------ Input material ------
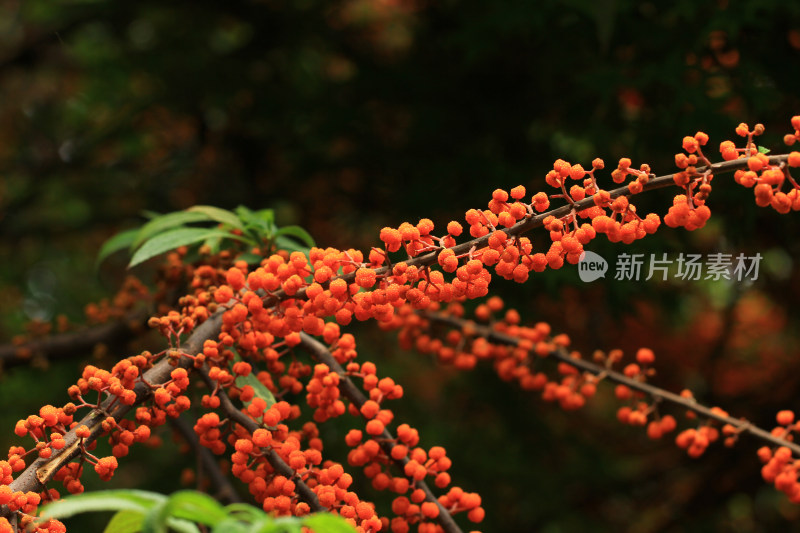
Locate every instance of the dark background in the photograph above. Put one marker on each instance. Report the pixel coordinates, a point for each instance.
(351, 115)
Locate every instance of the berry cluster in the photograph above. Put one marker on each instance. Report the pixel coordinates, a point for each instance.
(241, 328)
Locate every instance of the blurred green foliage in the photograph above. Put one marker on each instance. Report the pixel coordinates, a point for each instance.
(350, 115)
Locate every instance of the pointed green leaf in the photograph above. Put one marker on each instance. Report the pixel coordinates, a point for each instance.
(259, 390)
(182, 526)
(220, 215)
(229, 525)
(244, 511)
(250, 258)
(166, 222)
(298, 233)
(155, 521)
(290, 245)
(327, 523)
(125, 522)
(172, 239)
(121, 241)
(259, 224)
(196, 506)
(107, 500)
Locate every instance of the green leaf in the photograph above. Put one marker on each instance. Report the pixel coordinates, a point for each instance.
(108, 500)
(250, 258)
(229, 525)
(244, 511)
(220, 215)
(172, 239)
(125, 522)
(196, 506)
(290, 245)
(327, 523)
(297, 232)
(155, 521)
(260, 391)
(166, 222)
(121, 241)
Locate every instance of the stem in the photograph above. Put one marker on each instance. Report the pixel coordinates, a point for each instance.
(658, 394)
(386, 440)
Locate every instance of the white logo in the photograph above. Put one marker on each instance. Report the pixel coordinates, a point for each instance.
(591, 266)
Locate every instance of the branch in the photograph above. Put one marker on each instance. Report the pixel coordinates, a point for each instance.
(533, 221)
(387, 440)
(74, 343)
(41, 471)
(225, 491)
(303, 491)
(741, 426)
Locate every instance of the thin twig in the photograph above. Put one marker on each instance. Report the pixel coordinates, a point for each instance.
(741, 425)
(303, 491)
(387, 441)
------
## Stated problem
Starting at the line that contains "Locate every instance of the berry", write out every line to the end of the entries, exactly as given.

## Right answer
Locate every instance of the berry cluster in the photograph above. Put one marker on each instance. Report the pixel coordinates, a point for each instance.
(241, 328)
Locate every instance of the blurred green foliage in the photograph above. Put one marker on each instance. Report the pixel coordinates, a point for each instance.
(350, 115)
Locate every instance of the pointed green leaf in the photograph above. Put one marker on each instance. Report the pixel coordinates, a point for each instance.
(259, 390)
(182, 526)
(220, 215)
(229, 525)
(244, 511)
(250, 258)
(166, 222)
(298, 233)
(155, 521)
(290, 245)
(327, 523)
(125, 522)
(172, 239)
(121, 241)
(259, 224)
(196, 506)
(107, 500)
Locate every instance of the green leaf in the photograph above. Put one marker on each instance. Report the pixel coordinates, a point for each instance.
(108, 500)
(250, 258)
(229, 525)
(244, 511)
(220, 215)
(172, 239)
(125, 522)
(196, 506)
(290, 245)
(327, 523)
(297, 232)
(155, 521)
(260, 391)
(166, 222)
(121, 241)
Locate every instance of the stem in the photograph above. Put one marker on each instance. Report the pixel coordinates, a point for each instance.
(658, 394)
(386, 440)
Locate every instance of the white logo in the photograph above. Put one marker on each instance. Report the pixel coordinates, a point for each instance.
(591, 266)
Locate every instance of the branch in the photograph above. Put one marker on each instance. Report the pixel coordinates, a point for each instance.
(533, 221)
(387, 440)
(74, 343)
(41, 471)
(225, 491)
(303, 491)
(741, 426)
Locate every instance of the thin twig in the photograph above. Put one marker on each instance. Report the pixel coordinates, a point for each instance.
(741, 425)
(303, 491)
(387, 441)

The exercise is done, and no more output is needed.